Segment Open

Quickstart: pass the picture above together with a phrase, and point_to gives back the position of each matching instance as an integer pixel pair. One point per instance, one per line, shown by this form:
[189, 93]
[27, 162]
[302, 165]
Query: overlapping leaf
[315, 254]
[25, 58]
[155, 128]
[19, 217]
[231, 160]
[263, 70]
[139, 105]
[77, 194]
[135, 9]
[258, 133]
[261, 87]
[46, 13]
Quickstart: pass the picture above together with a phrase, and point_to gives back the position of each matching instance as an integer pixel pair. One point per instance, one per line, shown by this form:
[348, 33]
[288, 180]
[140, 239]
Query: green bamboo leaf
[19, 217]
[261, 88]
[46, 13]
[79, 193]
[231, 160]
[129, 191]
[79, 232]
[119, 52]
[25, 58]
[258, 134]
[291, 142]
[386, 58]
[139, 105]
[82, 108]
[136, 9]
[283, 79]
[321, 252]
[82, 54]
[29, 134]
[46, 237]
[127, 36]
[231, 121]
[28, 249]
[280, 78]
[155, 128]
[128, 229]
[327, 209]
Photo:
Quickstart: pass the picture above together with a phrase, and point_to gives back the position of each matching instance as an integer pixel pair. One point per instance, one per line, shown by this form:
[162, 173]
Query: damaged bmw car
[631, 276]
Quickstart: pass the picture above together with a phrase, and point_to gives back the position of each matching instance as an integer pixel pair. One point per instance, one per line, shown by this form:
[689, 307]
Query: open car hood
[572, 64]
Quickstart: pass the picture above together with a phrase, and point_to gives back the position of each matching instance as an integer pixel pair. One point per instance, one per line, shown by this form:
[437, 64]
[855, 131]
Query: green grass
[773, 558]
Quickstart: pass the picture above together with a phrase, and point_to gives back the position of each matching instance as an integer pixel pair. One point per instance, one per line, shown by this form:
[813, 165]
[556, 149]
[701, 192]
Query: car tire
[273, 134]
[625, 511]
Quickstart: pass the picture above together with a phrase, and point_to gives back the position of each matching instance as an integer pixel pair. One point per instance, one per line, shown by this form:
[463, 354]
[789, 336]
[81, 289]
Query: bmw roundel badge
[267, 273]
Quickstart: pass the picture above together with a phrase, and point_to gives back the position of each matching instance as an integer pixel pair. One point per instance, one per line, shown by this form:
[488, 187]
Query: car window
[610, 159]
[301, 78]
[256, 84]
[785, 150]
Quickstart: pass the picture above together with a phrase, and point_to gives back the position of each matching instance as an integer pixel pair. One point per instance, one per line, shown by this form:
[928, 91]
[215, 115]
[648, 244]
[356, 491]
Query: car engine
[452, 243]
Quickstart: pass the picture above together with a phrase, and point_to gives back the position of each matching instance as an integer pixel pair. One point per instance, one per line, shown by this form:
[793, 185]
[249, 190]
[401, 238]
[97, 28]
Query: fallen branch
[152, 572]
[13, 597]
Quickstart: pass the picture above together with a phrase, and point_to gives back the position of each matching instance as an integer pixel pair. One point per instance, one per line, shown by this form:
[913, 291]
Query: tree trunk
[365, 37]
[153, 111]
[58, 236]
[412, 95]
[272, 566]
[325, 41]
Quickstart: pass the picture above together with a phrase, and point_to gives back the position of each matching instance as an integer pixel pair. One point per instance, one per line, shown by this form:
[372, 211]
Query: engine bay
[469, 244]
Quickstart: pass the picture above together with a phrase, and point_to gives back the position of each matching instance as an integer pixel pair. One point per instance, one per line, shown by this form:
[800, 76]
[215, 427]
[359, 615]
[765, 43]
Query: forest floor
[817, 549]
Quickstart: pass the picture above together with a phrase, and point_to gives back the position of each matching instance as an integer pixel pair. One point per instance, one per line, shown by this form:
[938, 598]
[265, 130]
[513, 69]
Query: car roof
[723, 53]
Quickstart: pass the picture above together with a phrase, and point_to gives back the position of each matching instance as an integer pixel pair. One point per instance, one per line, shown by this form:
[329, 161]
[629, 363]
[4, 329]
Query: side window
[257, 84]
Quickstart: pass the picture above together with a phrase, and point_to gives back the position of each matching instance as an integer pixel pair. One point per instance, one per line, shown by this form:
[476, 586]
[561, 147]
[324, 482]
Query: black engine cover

Segment Closed

> [ACTIVITY]: The whole set of records needs to be written out exactly.

> [RESPONSE AREA]:
Quickstart: pass the picture above together with a phrase, and point_to gives back the position of each matching instance as an integer pixel pair. One point per instance, one per line, shown by this form:
[189, 93]
[27, 162]
[302, 165]
Query: overlapping leaf
[315, 254]
[25, 58]
[155, 128]
[19, 217]
[231, 160]
[263, 70]
[139, 105]
[77, 194]
[135, 9]
[258, 133]
[261, 87]
[46, 13]
Quickstart: pass the picture above together with a phrase, and point_to gives back the position of each matching instance as an integer pixel pair. One point per instance, one per line, shown by this form:
[348, 33]
[288, 180]
[140, 239]
Query: green bamboo leaf
[19, 217]
[261, 88]
[46, 13]
[79, 193]
[231, 160]
[129, 191]
[79, 232]
[119, 52]
[25, 58]
[258, 134]
[291, 142]
[386, 58]
[139, 105]
[82, 108]
[136, 9]
[283, 79]
[321, 252]
[82, 54]
[29, 134]
[46, 237]
[127, 36]
[231, 121]
[28, 249]
[280, 78]
[155, 128]
[128, 229]
[327, 209]
Photo:
Quickstart: pass the picture above together with a phrase, and point_to gives back the position of each matching instance as an integer pixel pair. One point per instance, one per line, shown by this form:
[162, 173]
Query: damaged bmw car
[631, 276]
Quickstart: pass the picture above together with a phrase, and point_to gives back the position of each matching instance as an integer pixel pair. One point per instance, one per line, shown by this form:
[689, 307]
Query: open car hood
[572, 64]
Quickstart: pass the picture above together with a phrase, and point_to gives back the position of each matching instance as an integer pixel pair. One point per instance, one per line, shown by this form:
[437, 64]
[855, 131]
Query: green grass
[773, 558]
Quickstart: pass the picture above together with a phrase, and point_to gives back the position of each matching instance as an integer pixel pair. One point per instance, one per line, shown by this form:
[813, 165]
[556, 149]
[701, 192]
Query: car tire
[273, 134]
[625, 511]
Quickstart: pass the picture above together with a phrase, and point_to gives back the position of each matching instance as an integer pixel pair. One point per instance, one per line, shown by this form:
[463, 354]
[789, 336]
[81, 289]
Query: bmw roundel badge
[267, 273]
Quickstart: pass the picture above together with a phrase, and point_to gives back the position of each matching instance as an integer pixel pair. One point per instance, one per line, shown by this form:
[488, 187]
Query: car window
[610, 159]
[301, 78]
[256, 84]
[785, 150]
Quickstart: pass the picture above together with a phrase, and point_to gives back the position of each matching instance as an integer pixel pair. One point per instance, one per line, shown by this form:
[928, 91]
[215, 115]
[648, 244]
[356, 491]
Query: car engine
[452, 243]
Quickstart: pass the picture above together with a phrase, and point_to gives back the position of each matching instance as an integer pixel pair. One point per instance, one per line, shown by this form:
[793, 185]
[249, 190]
[401, 238]
[97, 28]
Query: fallen branch
[152, 572]
[13, 597]
Quickstart: pass the picture above together with a phrase, and point_to gives back the position of each matching instance as an integer pixel pair. One point per instance, one per line, shown by this form:
[913, 291]
Query: tree trunk
[365, 37]
[153, 111]
[58, 236]
[412, 95]
[272, 566]
[325, 41]
Quickstart: pass the picture above together with a phrase, and point_to gives back the position of each matching instance as an integer pixel pair. One point per instance, one per line, shown by this form:
[372, 211]
Query: engine bay
[469, 244]
Quickstart: pass the picture above together with a phrase, and point_to gives back the position of each matching instance as an integer pixel pair. One point per instance, one per line, shown by this form:
[800, 76]
[215, 427]
[359, 615]
[765, 43]
Query: forest floor
[817, 549]
Quickstart: pass the picture above together with a phrase, and point_to gives back the position of each matching instance as an integer pixel pair. One point per instance, one per line, shown by this form:
[938, 598]
[265, 130]
[513, 69]
Query: car roof
[723, 53]
Quickstart: pass the picture above together with a phrase, and point_to gives back the position of each matching instance as an integer pixel pair. One point per instance, one per line, shown by this form:
[329, 161]
[629, 363]
[4, 329]
Query: side window
[257, 84]
Quickstart: pass the picture above together with a phrase, and point_to gives back the position of each matching instance as an integer pixel pair. One point per instance, one per line, shown by this form:
[476, 586]
[561, 147]
[324, 482]
Query: black engine cover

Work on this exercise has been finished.